• **Selected passage**

[start]

Referring now to the drawings, there is shown a sound rate retardation system 10 having a main data or voice storage tape 12 (disposed on a drum 38 as described below) carrying or storing a fast-speech signal thereof as it moves right to left past a detector or pick-off head 14 for conduction to a cycling or timing switch 16 that switches the fast-speech signal to one of two sets 20,22 of three recording heads 31,32,33; 34,35,36 for being recorded on associated tapes 41,42,43; 44,45,46 on a drum 38. The heads are connected through a set of ganged switches 50,52.

The tapes 41-46 move at a relative constant velocity of, for example, 71/2 inches per second in a direction shown by arrow 54. The sets 20,22 may each comprise a single wide tape having the three magnetic recording tracks of each set, or the tapes may comprise six actual tapes.

The recording heads 31,33 and 34,36 of the sets 20,22 are electrically acoustically symmetrically aligned for simultaneous recording, and the other heads 32,35 are aligned so that each will record also simultaneously but at an advanced position along the tape set. The heads 32,35 are so positioned as shown to provide recording of signals in time-advanced relation along the tape considering the direction of the tape set movements. For playback purposes (not shown in detail) the two paired heads 34,36 will read at a time interval on the tape of, for example, 0.05 seconds later and immediately following the signal recorded by the single head 35; and the paired heads 31,33 will read back at a time interval on the tape of 0.05 seconds later and immediately following the signal recorded by the single head 32.

The input from the pick-off head 14 is switched in 0.05 second intervals by the cycling or timing switch 16, which may be a flip-flop, or similar type electronic type switch, alternatingly to the ganged switches 50,52. Thus by the positioning of the heads 32,35, each set provides a total of about 0.1 seconds of newly recorded linear tape time utilized to record alternative 0.05 second segments of the original main data tape.

When there is a fast-speech input from the main data or voice storage tape 12, it will be recorded in two successive 0.05 time segments by heads 31 and 32 or 34 and 35, and no other sonic data or material is recorded or impressed on the tape sets 20,22. The successively recorded sound is synthesized by pickup heads 56,58 converting the sequential signal storage data of tapes 41 and 42 or 44 and 45 into slow speech sound which may then be recorded by head 57 on recording tape 59.

[end]

• **Information provided**

[start]

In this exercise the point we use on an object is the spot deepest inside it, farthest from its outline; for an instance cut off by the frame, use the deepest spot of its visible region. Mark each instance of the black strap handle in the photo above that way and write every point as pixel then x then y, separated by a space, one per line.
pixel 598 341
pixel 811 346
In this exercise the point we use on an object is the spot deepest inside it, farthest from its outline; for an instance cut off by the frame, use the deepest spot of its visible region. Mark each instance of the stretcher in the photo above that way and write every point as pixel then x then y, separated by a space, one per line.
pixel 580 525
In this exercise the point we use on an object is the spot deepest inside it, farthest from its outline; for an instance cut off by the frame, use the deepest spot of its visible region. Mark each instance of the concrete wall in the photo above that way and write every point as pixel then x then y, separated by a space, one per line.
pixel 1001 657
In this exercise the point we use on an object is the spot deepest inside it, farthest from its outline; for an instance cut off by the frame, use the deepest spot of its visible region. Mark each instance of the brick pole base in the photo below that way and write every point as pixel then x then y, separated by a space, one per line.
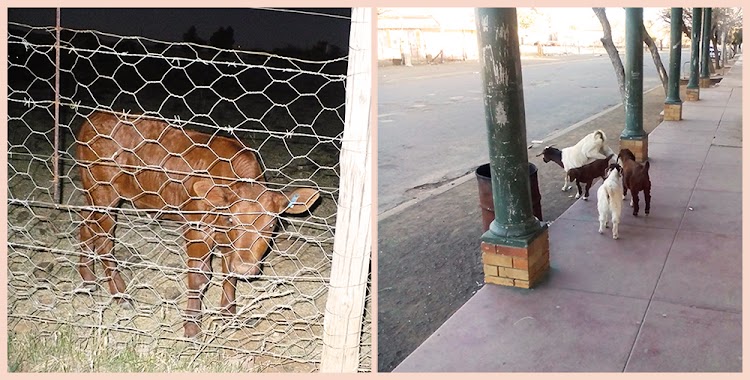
pixel 672 112
pixel 521 267
pixel 693 94
pixel 639 147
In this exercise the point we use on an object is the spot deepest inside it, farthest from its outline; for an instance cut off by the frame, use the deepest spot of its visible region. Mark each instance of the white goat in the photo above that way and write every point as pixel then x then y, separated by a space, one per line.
pixel 591 147
pixel 609 200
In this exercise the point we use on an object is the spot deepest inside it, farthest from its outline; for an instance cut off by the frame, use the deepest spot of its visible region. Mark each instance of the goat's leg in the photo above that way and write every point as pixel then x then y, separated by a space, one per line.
pixel 615 228
pixel 586 193
pixel 602 222
pixel 634 202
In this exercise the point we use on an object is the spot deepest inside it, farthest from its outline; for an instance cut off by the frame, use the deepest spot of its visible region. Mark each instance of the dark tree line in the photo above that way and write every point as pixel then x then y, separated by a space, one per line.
pixel 224 39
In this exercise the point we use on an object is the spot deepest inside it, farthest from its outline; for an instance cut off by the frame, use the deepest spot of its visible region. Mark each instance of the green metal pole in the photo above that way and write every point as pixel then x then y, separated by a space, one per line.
pixel 633 75
pixel 500 60
pixel 695 43
pixel 675 53
pixel 704 43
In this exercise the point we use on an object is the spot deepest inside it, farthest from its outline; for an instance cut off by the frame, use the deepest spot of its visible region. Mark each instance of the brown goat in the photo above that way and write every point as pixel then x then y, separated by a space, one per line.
pixel 588 173
pixel 636 179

[end]

• **What to work on**
a. Decide whether each statement agrees with the sound rate retardation passage, answering yes or no and quoting the words of the passage that settle it. (i) The cycling or timing switch 16 may be a flip-flop. (ii) Each of the sets 20,22 has to be made of separate tapes. (iii) The slow speech sound may be recorded by head 57 on recording tape 59.
b. Write out the part of the sound rate retardation passage that begins at the words "When there is" and ends after "recording tape 59.".
c. Rewrite the paragraph of the sound rate retardation passage that opens "The input from the pick-off head 14" as a short list, keeping its main facts.
The lines come from a separate source.

• **Full solutions**
a.
(i) Yes: "which may be a flip-flop, or similar type electronic type switch"
(ii) No: "The sets 20,22 may each comprise a single wide tape having the three magnetic recording tracks of each set"
(iii) Yes: "may then be recorded by head 57 on recording tape 59"

b.
When there is a fast-speech input from the main data or voice storage tape 12, it will be recorded in two successive 0.05 time segments by heads 31 and 32 or 34 and 35, and no other sonic data or material is recorded or impressed on the tape sets 20,22. The successively recorded sound is synthesized by pickup heads 56,58 converting the sequential signal storage data of tapes 41 and 42 or 44 and 45 into slow speech sound which may then be recorded by head 57 on recording tape 59.

c.
- The cycling or timing switch 16 switches the input from pick-off head 14 in 0.05 second intervals.
- The switching alternates between the ganged switches 50,52.
- Switch 16 may be a flip-flop or a similar electronic switch.
- Because of where heads 32,35 are placed, each set provides about 0.1 seconds of newly recorded linear tape time.
- That tape time is used to record alternating 0.05 second segments of the original main data tape.